▶ **What needs to be done**: A verbatim repeat of the records beneath this line is needed.

[Excerpted data Boundary: Start]

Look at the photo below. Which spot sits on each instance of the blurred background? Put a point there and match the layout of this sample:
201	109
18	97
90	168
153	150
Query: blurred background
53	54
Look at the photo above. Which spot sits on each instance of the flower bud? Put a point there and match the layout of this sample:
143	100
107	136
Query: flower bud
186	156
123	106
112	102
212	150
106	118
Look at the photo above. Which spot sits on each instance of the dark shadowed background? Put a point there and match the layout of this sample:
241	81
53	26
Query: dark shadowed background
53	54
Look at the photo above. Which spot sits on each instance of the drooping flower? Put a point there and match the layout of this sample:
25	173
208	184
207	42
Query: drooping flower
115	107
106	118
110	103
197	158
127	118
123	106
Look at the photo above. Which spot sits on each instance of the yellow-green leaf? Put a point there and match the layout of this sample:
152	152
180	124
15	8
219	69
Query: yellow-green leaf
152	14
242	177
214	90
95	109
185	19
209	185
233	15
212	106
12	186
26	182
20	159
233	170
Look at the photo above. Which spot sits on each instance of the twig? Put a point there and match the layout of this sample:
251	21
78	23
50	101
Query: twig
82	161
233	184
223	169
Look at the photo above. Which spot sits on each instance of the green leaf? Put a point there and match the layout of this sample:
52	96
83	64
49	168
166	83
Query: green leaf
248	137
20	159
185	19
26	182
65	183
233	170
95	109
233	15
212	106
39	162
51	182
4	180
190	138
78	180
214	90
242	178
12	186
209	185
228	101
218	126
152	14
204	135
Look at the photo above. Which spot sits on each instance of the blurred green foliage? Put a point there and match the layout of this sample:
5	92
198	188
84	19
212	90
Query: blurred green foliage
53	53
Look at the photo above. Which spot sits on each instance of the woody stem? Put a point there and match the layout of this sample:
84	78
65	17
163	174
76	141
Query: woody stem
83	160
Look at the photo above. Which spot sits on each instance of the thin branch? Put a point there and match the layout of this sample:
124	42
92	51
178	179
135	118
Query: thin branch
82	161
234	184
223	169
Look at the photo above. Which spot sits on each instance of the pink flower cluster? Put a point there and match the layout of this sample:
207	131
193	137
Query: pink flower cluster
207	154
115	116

[Excerpted data Boundary: End]

▶ **Response**:
Look at the photo below. Which spot sits on each instance of the blurred background? Put a point there and match the layout of this sample:
201	109
18	97
90	168
153	150
Query: blurred background
53	54
Look at the photo above. Which spot sits on each instance of the flower bud? Put a point there and match the layout of this sample:
143	100
107	136
Query: flower bud
186	156
123	106
112	102
212	150
106	118
Look at the photo above. Which spot sits on each instance of the dark shadowed background? Put a point there and match the layout of this sample:
241	81
53	26
Query: dark shadowed background
53	54
Look at the photo above. Which spot sits on each instance of the drooping flower? Put a point there and match the layout of this sample:
25	173
208	184
207	42
Query: drooping flower
115	107
106	118
110	103
197	158
127	118
123	106
Look at the photo above. Which spot sits on each instance of the yellow-green leaf? Put a point there and match the layout of this sample:
152	152
180	124
15	8
219	69
Query: yellow-green leaf
152	14
242	177
214	90
95	109
185	19
209	185
233	15
212	106
12	186
26	182
20	159
233	170
Look at the photo above. Which spot sits on each instance of the twig? Put a point there and match the layout of this sample:
251	21
78	23
50	101
Query: twig
82	161
233	184
223	169
Look at the photo above. Which spot sits on each instance of the green leaf? Put a point there and match the layout of this sample:
52	96
83	64
49	168
166	83
Query: green leaf
248	137
20	159
185	19
26	182
65	183
233	170
95	109
233	15
212	106
39	162
51	182
4	180
190	138
78	180
214	90
242	178
12	186
209	185
228	101
218	126
152	14
204	135
Look at the photo above. Which spot sits on each instance of the blurred green foliage? Put a point there and match the layout of this sample:
5	92
198	188
84	19
212	90
Query: blurred green foliage
53	53
Look at the photo above. Which spot sits on each instance of the woody stem? Put a point there and match the layout of this sample:
84	78
65	17
163	174
76	141
Query: woody stem
83	160
Look at the photo above. Which spot sits on each instance of the thin branch? Put a point there and match the layout of this sample:
124	42
92	51
178	179
135	118
Query: thin branch
82	161
234	184
223	169
Look at the photo above. Which spot sits on each instance of the pink flower cluster? Put a point there and match the layout of this sample:
207	131
193	137
Query: pink flower cluster
207	154
115	116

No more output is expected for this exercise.